_READING TEXT_
21 Dec
Big stars. Big budget. Big concept. No soul.


It sounds like a genius idea: Reinvent stuffy, intellectual Sherlock Holmes as a depraved, brilliant, rakish, martial-arts expert, cast Robert Downey Jr (Chaplin meets Iron Man!) and hire an actual actress, instead of a hot chick who can recite lines, to play the love interest! Finally, hire Brit Guy Ritchie to turn this puppy into a fast-paced, visually aggressive blockbuster!  It looked so promising. It sounded so cool. Sadly, Ritchie’s Sherlock Holmes feels like a victim of Hollywood bloat. Big stars. Big budget. Big concept. No soul.

Visually the film’s soot-covered color palette invokes images of Jack the Ripper’s London, with all color and life drained from the screen. The ashy landscape fits Sherlock’s down-on-his-luck psyche (he’s a lonely, lovelorn, misunderstood drunk), and is about as far from the cotton candy colors of something like Pirates of the Caribbean as you could get, which may turn off younger viewers. The coal-covered palette may have kids yearning to sneak into a prettier looking picture, but the plot? Well… I’m still wondering about that one myself.

Holmes suffers from convoluted plot lines that never really mesh, and judging from the gaggle of writers credited on the film (and who knows how many pissed off uncredited writers are lurking out there), it’s no surprise. From what I gathered, Sherlock and his loyal sidekick Watson (Jude Law, walking through the movie pretty much) MUST investigate the mysterious death and apparent resurrection of an aristocrat with the super clever name Lord Blackwood who practices “the dark arts” and aims to take over the government. This isn’t a Christopher Nolan movie, so really going dark with the black magic elements and making them legitimately threatening gets watered down to the point where there’s nothing frightening or scary to keep people on the edge of their seats. Which seems to be the fatal flaw of the movie – it’s pretending to be edgy, when really it’s about as gritty as Mary Poppins. Maybe less so.

Data entries
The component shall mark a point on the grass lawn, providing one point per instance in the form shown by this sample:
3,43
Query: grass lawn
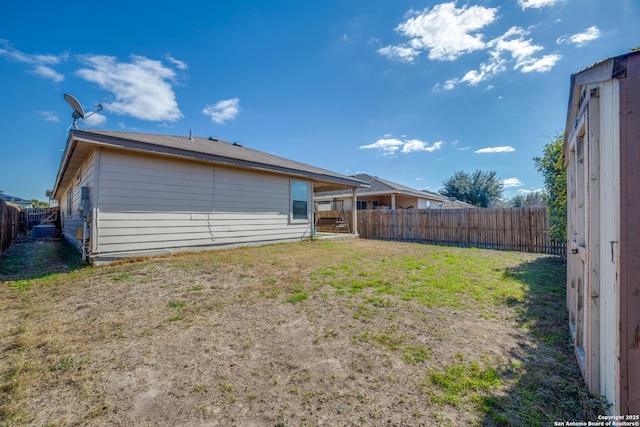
351,332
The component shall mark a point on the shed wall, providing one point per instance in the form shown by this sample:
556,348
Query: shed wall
630,238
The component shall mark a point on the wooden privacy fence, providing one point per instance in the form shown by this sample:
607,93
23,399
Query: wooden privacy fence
31,217
9,224
511,229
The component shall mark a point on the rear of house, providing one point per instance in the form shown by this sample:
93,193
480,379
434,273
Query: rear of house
124,194
602,156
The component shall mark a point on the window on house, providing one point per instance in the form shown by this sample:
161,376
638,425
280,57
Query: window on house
70,201
299,200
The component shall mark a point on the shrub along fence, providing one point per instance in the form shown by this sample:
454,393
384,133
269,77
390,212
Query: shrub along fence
9,224
511,229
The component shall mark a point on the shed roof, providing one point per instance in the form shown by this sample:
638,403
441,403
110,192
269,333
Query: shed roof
603,70
81,142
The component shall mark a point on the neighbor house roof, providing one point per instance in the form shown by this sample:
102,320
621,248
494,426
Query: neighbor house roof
81,142
379,186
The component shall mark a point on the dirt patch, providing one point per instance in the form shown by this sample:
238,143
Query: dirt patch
257,336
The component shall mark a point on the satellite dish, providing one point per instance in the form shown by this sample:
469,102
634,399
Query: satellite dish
75,104
78,111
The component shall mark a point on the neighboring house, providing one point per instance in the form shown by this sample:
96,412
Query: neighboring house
384,194
127,194
22,203
602,157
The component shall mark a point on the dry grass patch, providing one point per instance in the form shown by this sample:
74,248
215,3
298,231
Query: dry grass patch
345,332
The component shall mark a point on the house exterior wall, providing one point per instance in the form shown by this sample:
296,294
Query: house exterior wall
71,218
149,204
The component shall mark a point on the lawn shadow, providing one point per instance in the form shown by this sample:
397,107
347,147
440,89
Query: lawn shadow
547,385
29,259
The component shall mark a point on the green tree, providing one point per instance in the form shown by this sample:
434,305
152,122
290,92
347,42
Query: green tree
535,198
551,166
480,188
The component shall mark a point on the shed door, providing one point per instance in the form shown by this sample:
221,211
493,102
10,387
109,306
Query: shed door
583,282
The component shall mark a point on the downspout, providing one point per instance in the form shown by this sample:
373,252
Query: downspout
354,210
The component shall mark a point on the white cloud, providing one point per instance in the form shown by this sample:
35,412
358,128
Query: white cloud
223,111
580,39
511,182
417,145
47,73
41,63
541,65
141,87
390,146
48,116
386,145
447,32
405,54
537,4
502,149
181,65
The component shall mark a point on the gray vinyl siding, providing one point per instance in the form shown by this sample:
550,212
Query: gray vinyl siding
71,222
153,204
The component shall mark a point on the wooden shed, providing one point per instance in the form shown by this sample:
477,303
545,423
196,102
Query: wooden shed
125,194
602,157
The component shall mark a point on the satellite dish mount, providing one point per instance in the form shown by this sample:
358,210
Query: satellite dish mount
78,111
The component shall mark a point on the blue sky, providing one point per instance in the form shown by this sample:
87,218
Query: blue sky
410,91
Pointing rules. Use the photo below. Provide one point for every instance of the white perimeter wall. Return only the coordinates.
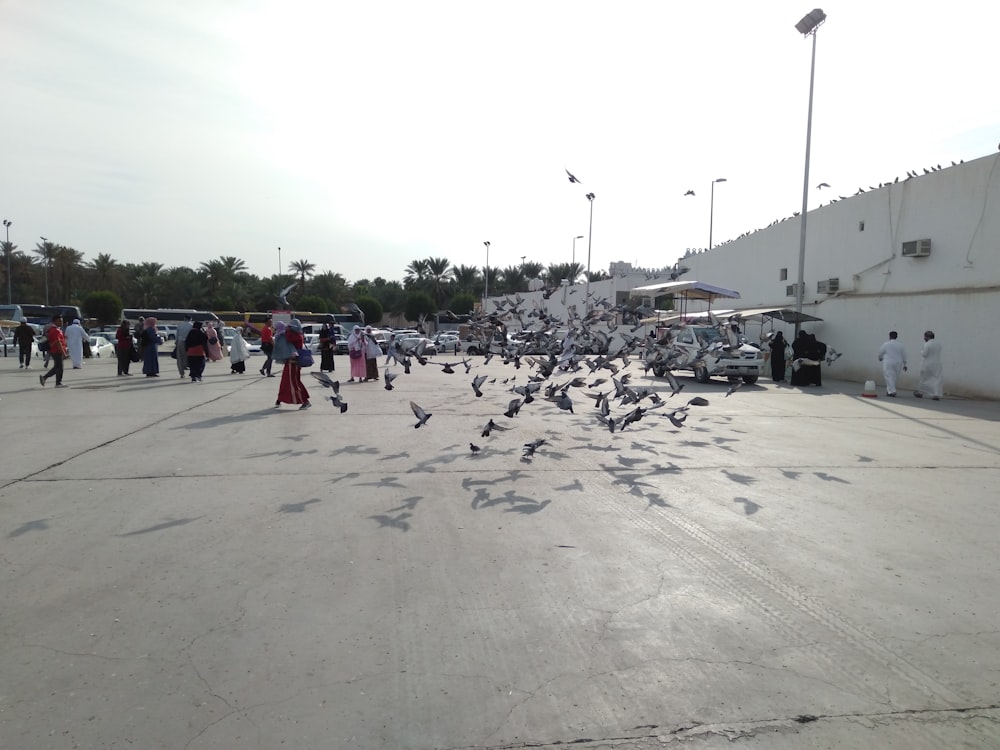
(955, 292)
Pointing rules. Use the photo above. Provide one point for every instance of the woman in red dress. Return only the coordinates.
(291, 390)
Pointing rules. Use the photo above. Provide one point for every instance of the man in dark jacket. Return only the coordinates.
(24, 335)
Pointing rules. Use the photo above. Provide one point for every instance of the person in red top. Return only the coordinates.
(291, 390)
(266, 345)
(57, 350)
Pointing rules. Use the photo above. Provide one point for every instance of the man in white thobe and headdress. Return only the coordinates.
(892, 355)
(74, 342)
(931, 376)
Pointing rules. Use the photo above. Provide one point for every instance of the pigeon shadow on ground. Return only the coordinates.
(392, 482)
(342, 477)
(749, 506)
(162, 526)
(743, 479)
(222, 421)
(512, 475)
(393, 522)
(41, 524)
(829, 477)
(297, 507)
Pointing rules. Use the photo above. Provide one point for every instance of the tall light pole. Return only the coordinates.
(45, 257)
(578, 237)
(711, 211)
(486, 286)
(808, 26)
(590, 237)
(6, 225)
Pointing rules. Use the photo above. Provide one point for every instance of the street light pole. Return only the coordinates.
(45, 257)
(486, 286)
(590, 237)
(711, 211)
(6, 225)
(809, 24)
(578, 237)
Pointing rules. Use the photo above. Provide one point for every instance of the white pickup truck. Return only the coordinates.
(707, 352)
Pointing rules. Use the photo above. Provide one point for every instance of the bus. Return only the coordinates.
(42, 314)
(169, 315)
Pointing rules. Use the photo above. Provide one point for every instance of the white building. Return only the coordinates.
(921, 253)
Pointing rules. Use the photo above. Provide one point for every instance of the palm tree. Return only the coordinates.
(513, 279)
(532, 270)
(440, 279)
(416, 274)
(467, 279)
(106, 272)
(303, 268)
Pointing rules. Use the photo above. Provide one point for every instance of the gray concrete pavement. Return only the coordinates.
(184, 566)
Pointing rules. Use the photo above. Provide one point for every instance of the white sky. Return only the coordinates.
(363, 135)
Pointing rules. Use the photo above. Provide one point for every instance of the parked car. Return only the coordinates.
(409, 343)
(101, 347)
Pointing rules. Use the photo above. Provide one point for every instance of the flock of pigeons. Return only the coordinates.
(595, 352)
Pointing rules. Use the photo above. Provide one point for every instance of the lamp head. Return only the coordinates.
(810, 22)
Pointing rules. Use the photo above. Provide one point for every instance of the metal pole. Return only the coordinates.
(711, 215)
(590, 237)
(6, 225)
(486, 286)
(800, 284)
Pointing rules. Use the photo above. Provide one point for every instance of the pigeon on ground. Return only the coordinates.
(420, 414)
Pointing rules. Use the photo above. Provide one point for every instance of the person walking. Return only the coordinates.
(150, 346)
(24, 337)
(327, 345)
(180, 349)
(266, 345)
(239, 353)
(124, 346)
(356, 351)
(75, 336)
(196, 350)
(931, 375)
(372, 352)
(57, 352)
(290, 389)
(777, 346)
(892, 355)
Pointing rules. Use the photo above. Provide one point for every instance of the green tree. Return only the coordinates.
(372, 309)
(304, 269)
(312, 303)
(105, 306)
(419, 304)
(463, 303)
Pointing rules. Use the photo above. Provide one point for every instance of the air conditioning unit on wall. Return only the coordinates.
(828, 286)
(917, 249)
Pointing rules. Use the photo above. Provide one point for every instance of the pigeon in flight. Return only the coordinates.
(420, 414)
(477, 383)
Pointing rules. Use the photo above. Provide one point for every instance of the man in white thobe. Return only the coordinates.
(74, 342)
(931, 376)
(892, 355)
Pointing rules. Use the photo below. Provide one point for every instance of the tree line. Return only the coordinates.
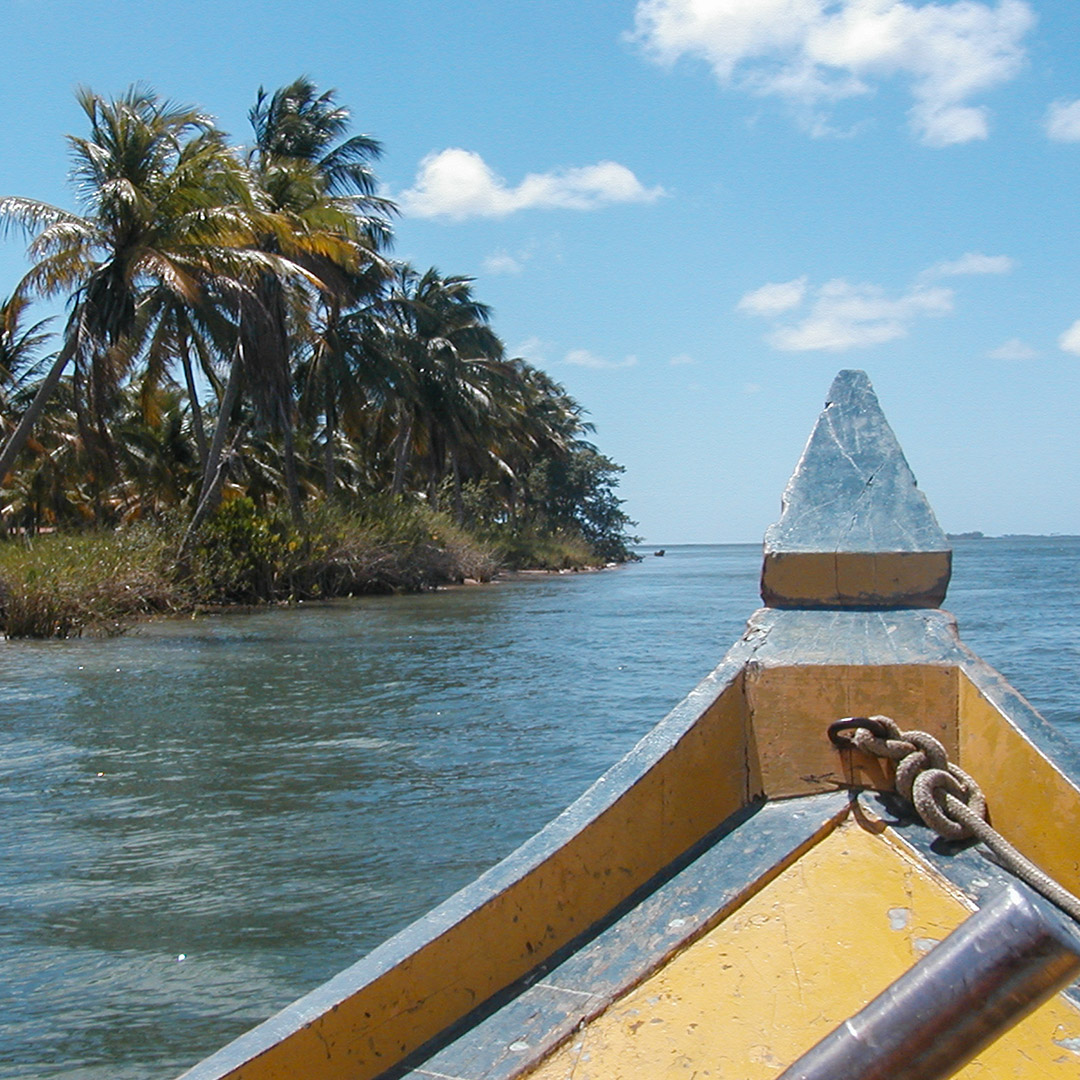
(235, 327)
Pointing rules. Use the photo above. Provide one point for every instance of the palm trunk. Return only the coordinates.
(29, 418)
(292, 485)
(193, 401)
(459, 505)
(328, 477)
(206, 504)
(401, 456)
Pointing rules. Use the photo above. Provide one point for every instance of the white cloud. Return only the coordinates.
(1069, 341)
(1063, 121)
(531, 349)
(814, 53)
(844, 315)
(973, 262)
(582, 358)
(459, 184)
(503, 262)
(773, 298)
(1013, 349)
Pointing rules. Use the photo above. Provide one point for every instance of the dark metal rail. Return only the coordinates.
(994, 969)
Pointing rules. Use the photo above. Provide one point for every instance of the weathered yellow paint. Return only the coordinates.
(688, 791)
(791, 707)
(828, 579)
(802, 955)
(1030, 801)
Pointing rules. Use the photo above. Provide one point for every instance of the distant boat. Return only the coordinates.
(724, 899)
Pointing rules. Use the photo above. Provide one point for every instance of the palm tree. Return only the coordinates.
(165, 206)
(453, 376)
(325, 189)
(19, 351)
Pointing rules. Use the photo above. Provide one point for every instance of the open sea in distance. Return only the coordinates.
(204, 819)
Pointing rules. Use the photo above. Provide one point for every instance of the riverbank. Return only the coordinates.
(64, 584)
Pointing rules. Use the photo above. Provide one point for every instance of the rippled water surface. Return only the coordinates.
(204, 819)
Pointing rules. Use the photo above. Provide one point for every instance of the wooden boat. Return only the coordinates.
(737, 887)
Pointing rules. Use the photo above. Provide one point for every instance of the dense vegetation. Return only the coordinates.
(251, 395)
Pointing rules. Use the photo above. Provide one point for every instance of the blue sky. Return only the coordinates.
(692, 213)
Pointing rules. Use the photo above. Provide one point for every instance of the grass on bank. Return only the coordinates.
(63, 584)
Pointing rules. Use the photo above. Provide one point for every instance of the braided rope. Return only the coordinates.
(944, 796)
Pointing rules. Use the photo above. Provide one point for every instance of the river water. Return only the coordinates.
(204, 819)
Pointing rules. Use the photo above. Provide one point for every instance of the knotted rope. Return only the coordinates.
(944, 796)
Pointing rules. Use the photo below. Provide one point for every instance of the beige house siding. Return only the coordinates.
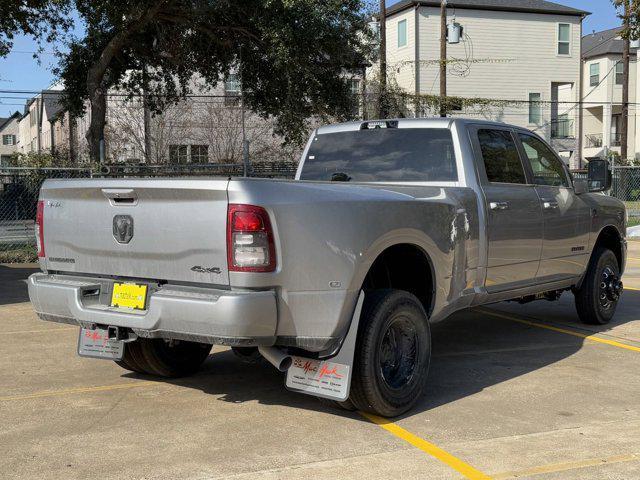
(9, 128)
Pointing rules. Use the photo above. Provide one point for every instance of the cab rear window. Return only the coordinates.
(382, 155)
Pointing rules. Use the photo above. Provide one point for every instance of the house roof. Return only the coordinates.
(529, 6)
(602, 43)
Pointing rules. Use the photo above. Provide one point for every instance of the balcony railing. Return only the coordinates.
(562, 129)
(593, 140)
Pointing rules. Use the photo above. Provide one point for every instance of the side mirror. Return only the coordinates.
(580, 186)
(599, 175)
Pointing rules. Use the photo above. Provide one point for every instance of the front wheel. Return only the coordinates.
(598, 296)
(392, 356)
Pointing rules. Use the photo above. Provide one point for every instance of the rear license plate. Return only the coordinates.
(129, 295)
(97, 344)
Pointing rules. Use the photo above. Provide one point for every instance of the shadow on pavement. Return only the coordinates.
(13, 287)
(471, 351)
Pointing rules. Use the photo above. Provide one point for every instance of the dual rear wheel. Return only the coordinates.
(393, 352)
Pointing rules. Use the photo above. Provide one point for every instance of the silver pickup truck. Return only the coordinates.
(336, 276)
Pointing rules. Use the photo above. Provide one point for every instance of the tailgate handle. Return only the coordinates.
(121, 196)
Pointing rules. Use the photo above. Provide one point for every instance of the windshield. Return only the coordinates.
(382, 155)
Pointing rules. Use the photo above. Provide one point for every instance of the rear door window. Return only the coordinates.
(382, 155)
(500, 155)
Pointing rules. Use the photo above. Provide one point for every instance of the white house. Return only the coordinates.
(8, 137)
(525, 51)
(602, 72)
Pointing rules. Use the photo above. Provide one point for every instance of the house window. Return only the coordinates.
(8, 139)
(199, 153)
(402, 33)
(535, 109)
(619, 73)
(564, 39)
(232, 90)
(178, 153)
(594, 74)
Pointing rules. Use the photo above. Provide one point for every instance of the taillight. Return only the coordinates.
(40, 229)
(250, 245)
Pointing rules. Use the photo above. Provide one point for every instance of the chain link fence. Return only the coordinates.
(20, 186)
(626, 187)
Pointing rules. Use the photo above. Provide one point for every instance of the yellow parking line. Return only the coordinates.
(71, 391)
(429, 448)
(565, 466)
(592, 338)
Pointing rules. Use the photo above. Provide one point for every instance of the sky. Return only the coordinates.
(20, 71)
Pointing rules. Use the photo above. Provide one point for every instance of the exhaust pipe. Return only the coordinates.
(276, 357)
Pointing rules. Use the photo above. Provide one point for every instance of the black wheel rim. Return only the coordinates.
(610, 288)
(398, 353)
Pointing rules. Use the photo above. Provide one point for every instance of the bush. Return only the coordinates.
(19, 254)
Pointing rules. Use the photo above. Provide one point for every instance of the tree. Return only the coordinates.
(631, 31)
(42, 19)
(290, 55)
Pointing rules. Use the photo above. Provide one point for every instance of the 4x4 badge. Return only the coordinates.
(123, 228)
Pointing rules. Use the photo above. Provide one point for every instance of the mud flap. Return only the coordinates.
(327, 378)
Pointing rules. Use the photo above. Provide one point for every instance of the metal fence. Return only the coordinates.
(626, 187)
(19, 189)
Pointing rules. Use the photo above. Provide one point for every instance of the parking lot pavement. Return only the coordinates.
(515, 391)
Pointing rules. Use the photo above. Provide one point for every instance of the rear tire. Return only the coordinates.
(130, 359)
(393, 352)
(172, 358)
(346, 405)
(598, 296)
(248, 355)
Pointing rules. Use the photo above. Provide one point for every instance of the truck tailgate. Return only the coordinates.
(163, 229)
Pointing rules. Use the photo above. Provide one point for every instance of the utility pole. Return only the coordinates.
(382, 113)
(443, 58)
(624, 138)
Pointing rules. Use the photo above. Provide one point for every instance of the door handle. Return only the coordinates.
(499, 205)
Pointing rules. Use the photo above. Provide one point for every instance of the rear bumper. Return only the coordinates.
(225, 317)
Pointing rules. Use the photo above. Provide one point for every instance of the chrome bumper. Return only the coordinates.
(225, 317)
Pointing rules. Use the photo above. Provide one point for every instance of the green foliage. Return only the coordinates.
(292, 56)
(44, 20)
(43, 160)
(19, 254)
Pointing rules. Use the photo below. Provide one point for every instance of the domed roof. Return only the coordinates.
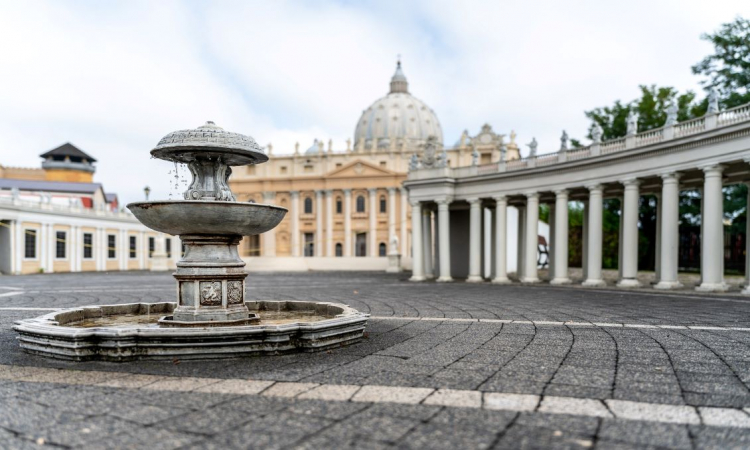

_TASKS FOR THIS EXERCISE_
- 1) Translate this sentence from the Sherlock Holmes review into Spanish: "Sadly, Ritchie’s Sherlock Holmes feels like a victim of Hollywood bloat."
- 2) From the movie review, reproduce the passage between "Visually the film’s" and "that one myself.", inclusive.

_ANSWERS TO THE PROBLEMS_
- 1) Lamentablemente, el Sherlock Holmes de Ritchie parece una víctima de los excesos de Hollywood.

- 2)
Visually the film’s soot-covered color palette invokes images of Jack the Ripper’s London, with all color and life drained from the screen. The ashy landscape fits Sherlock’s down-on-his-luck psyche (he’s a lonely, lovelorn, misunderstood drunk), and is about as far from the cotton candy colors of something like Pirates of the Caribbean as you could get, which may turn off younger viewers. The coal-covered palette may have kids yearning to sneak into a prettier looking picture, but the plot? Well… I’m still wondering about that one myself.